(DATA IN THIS EXERCISE Opens)

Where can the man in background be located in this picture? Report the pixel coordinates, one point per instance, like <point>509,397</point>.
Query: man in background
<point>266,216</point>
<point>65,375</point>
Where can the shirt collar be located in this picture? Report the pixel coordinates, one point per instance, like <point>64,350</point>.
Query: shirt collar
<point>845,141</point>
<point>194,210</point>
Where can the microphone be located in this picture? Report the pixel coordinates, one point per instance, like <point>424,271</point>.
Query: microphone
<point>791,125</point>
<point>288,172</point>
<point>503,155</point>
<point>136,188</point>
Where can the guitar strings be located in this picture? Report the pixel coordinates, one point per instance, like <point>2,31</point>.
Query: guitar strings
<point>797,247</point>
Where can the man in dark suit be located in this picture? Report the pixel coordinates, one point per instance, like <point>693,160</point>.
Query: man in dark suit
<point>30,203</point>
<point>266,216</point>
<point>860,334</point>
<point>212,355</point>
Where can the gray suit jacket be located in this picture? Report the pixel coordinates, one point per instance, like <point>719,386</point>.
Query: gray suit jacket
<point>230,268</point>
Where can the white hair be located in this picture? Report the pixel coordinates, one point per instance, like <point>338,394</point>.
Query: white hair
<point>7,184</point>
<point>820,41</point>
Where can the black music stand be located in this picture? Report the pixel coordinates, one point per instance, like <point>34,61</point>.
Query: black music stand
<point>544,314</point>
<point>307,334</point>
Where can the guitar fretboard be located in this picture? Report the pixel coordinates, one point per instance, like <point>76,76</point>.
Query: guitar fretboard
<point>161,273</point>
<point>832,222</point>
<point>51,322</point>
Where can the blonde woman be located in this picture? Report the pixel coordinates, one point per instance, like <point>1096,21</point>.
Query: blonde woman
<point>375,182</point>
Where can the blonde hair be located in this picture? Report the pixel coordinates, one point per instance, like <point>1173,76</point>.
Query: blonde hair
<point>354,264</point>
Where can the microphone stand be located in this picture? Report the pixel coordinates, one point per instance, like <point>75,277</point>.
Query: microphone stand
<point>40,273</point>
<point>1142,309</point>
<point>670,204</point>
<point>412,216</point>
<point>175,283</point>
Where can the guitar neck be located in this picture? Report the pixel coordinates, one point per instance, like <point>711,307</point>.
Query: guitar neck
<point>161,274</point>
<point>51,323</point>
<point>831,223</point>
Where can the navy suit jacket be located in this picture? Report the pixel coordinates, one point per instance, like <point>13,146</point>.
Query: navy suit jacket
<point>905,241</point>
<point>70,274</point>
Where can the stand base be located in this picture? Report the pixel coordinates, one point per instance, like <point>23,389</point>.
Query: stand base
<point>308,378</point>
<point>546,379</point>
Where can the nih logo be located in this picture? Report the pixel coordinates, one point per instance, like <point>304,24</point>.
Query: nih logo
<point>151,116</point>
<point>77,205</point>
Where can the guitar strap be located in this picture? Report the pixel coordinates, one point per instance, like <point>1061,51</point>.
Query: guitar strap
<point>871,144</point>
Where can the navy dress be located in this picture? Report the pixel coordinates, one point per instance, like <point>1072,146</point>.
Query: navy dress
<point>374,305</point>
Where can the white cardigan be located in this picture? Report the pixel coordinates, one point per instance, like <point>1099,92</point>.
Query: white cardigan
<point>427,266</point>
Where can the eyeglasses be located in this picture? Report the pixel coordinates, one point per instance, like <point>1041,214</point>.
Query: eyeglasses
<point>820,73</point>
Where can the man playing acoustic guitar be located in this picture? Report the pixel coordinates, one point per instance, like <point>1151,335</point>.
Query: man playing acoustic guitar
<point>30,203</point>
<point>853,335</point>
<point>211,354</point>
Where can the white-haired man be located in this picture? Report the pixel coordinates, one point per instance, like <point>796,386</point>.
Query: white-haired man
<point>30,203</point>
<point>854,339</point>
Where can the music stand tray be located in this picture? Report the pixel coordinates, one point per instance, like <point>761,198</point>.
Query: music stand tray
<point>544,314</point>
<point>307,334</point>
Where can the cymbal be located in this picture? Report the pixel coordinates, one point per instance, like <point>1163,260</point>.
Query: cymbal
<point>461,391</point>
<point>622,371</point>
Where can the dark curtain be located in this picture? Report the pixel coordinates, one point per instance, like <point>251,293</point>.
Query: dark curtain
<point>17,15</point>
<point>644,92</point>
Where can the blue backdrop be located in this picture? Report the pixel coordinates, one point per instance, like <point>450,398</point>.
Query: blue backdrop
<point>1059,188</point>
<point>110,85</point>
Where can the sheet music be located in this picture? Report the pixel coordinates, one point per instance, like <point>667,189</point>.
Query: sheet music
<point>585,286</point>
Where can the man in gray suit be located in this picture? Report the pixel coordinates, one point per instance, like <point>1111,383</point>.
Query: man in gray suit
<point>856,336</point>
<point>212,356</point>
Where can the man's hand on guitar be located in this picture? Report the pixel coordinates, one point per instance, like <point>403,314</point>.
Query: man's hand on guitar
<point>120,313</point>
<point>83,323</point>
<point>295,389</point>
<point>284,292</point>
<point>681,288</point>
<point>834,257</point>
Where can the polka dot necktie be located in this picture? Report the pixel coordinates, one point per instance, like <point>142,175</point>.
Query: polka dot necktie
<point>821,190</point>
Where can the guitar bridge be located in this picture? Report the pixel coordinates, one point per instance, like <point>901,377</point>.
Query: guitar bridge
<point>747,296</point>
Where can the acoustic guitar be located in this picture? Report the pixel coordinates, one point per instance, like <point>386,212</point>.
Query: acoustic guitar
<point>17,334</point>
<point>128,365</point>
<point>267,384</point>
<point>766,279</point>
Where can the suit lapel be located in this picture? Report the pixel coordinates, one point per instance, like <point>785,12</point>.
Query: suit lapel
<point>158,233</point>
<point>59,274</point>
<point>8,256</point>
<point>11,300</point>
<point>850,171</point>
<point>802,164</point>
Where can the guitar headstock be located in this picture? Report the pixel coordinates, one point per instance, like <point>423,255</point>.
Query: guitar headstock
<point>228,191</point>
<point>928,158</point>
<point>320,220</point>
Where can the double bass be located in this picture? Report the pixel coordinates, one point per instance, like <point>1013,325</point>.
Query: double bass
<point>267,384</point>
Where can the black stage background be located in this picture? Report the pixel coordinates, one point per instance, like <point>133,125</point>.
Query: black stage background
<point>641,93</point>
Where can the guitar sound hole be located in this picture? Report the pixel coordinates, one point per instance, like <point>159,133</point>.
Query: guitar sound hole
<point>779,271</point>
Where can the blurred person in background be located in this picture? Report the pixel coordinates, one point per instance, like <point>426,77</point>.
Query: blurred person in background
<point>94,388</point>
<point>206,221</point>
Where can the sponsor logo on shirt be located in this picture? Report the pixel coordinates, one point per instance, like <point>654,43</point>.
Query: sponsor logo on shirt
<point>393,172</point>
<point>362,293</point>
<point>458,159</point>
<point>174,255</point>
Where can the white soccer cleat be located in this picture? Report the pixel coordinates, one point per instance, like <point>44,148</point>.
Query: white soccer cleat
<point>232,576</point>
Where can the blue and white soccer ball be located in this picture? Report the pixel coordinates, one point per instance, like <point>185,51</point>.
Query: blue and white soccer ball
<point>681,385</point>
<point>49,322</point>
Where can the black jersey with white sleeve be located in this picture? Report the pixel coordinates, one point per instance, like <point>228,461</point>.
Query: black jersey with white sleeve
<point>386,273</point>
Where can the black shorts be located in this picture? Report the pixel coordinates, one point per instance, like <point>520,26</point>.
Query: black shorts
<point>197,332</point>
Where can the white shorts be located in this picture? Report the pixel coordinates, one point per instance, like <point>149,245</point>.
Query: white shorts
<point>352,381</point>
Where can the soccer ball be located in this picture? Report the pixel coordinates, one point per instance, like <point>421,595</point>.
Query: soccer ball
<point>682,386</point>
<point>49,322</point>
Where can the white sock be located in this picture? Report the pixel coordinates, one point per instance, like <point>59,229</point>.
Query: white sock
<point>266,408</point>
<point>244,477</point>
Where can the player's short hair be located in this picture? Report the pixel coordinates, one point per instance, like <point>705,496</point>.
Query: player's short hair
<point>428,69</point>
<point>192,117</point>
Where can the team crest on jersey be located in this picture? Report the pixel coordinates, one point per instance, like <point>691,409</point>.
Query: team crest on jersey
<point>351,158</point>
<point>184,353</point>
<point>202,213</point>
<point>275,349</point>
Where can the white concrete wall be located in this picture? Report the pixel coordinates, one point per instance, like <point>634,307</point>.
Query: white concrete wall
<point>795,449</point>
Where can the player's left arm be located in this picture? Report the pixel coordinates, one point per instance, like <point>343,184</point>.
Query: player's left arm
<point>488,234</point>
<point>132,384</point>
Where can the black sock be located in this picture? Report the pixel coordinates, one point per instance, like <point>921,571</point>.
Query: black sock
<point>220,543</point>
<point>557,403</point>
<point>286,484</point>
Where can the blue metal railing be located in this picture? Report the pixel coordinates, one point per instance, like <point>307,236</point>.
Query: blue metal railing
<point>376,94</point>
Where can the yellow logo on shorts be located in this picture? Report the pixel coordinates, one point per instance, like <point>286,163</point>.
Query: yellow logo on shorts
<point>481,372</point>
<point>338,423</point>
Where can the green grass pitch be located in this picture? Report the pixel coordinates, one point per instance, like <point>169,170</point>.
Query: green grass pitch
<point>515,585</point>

(DATA IN THIS EXERCISE Closes)

There is a line with "Query: guitar strings" and a line with "Where can the white hair" above. Copy exactly those two lines and all lines between them, with nothing else.

◆ **WRITTEN RESPONSE**:
Query: guitar strings
<point>797,247</point>
Where can the man in dark suit be located in this picture? Report the pixel coordinates, one point per instance, like <point>693,160</point>.
Query: man in dark suit
<point>30,203</point>
<point>266,216</point>
<point>860,334</point>
<point>212,355</point>
Where can the gray suit jacket be located in this picture? Report the pixel coordinates, one point per instance, like <point>719,386</point>.
Query: gray suit jacket
<point>230,268</point>
Where can the white hair be located in this picture? Report the pixel coordinates, one point per instance, like <point>338,394</point>.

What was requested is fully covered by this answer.